## Your objective
Will you extract the entries word for word? Images should not appear in the copy.

--- START Data extract ---

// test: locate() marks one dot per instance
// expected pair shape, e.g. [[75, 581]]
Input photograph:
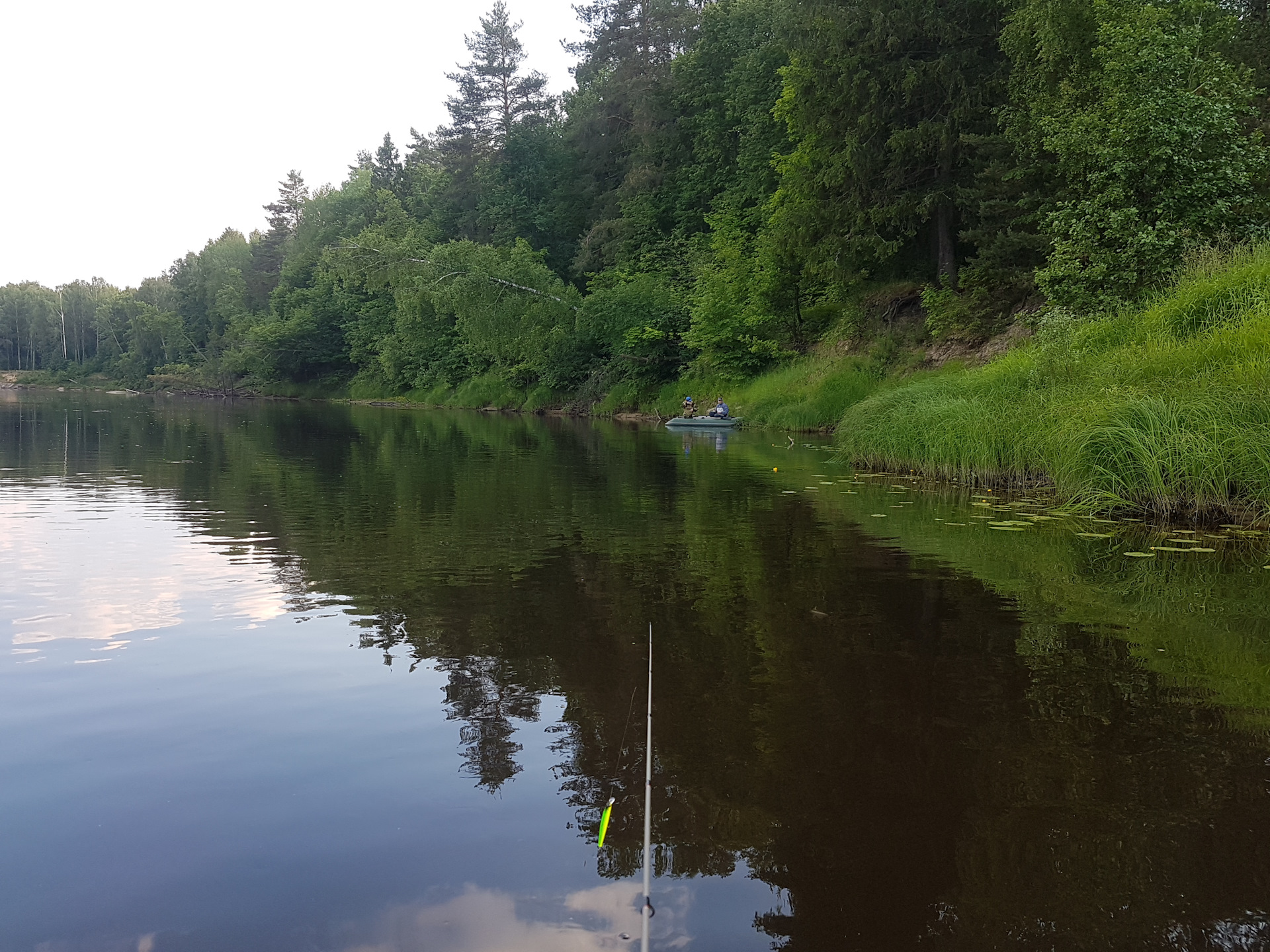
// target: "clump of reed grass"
[[1165, 407]]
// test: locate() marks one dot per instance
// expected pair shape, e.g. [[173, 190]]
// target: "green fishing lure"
[[603, 820]]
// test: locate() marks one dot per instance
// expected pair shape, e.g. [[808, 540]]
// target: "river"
[[317, 677]]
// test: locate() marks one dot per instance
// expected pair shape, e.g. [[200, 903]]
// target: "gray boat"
[[702, 423]]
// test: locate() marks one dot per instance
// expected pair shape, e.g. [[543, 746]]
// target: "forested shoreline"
[[732, 188]]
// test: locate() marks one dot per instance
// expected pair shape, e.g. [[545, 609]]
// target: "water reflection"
[[900, 757]]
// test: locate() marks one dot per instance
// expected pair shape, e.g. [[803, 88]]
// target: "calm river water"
[[302, 677]]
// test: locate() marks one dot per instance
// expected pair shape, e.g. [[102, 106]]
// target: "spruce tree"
[[493, 95], [882, 97]]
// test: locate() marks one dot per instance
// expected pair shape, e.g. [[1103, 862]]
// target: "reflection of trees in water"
[[483, 696], [906, 767], [483, 691]]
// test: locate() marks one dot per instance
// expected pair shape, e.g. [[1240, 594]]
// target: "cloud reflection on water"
[[488, 920], [91, 569]]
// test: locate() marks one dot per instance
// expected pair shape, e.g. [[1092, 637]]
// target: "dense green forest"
[[728, 186]]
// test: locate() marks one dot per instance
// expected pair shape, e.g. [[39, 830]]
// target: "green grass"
[[1165, 407]]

--- END Data extract ---

## Response below
// test: locate() marks one dot per instance
// expected pair shape, e.g. [[75, 581]]
Input photograph:
// target: "clump of reed grass"
[[1165, 407]]
// test: locate() marks one dot per instance
// expected pair shape, e.g. [[173, 190]]
// target: "green fishing lure"
[[603, 820]]
// test: locate() marks one dot per instance
// expected pair shape, e.g. [[808, 540]]
// target: "river"
[[317, 677]]
// test: locate() marks one dot per instance
// expected pair shape, e.g. [[200, 903]]
// target: "gray boat"
[[702, 423]]
// test: locate() marks one dot per instance
// expected pair shape, e.g. [[543, 746]]
// target: "forested shoreline"
[[732, 188]]
// test: locate() marks one dot per instance
// expected pair shape, e.g. [[545, 609]]
// target: "water reflection"
[[900, 757]]
// test: locate() marks one dot per instance
// expected pair shape, e.g. [[803, 88]]
// target: "calm river water"
[[302, 677]]
// test: locate() marks one dot per instance
// expected pair shape, e.g. [[102, 106]]
// target: "spruce tree"
[[493, 95], [882, 97]]
// test: locate() marks one dot per instance
// expected pair shape, e.g. [[1103, 862]]
// target: "reflection of trees in water"
[[483, 696], [906, 767], [483, 691]]
// test: locate() marks one dot per instance
// expected pair shape, e.g. [[1240, 594]]
// target: "cloud reflection on water"
[[488, 920], [91, 569]]
// test: locate() marks one dot per instance
// expected pair shape, e.g. [[1092, 637]]
// target: "dense green forest"
[[728, 186]]
// test: locate() marks one dot per instance
// expected pair shape, e.g. [[39, 830]]
// target: "green grass"
[[1165, 407]]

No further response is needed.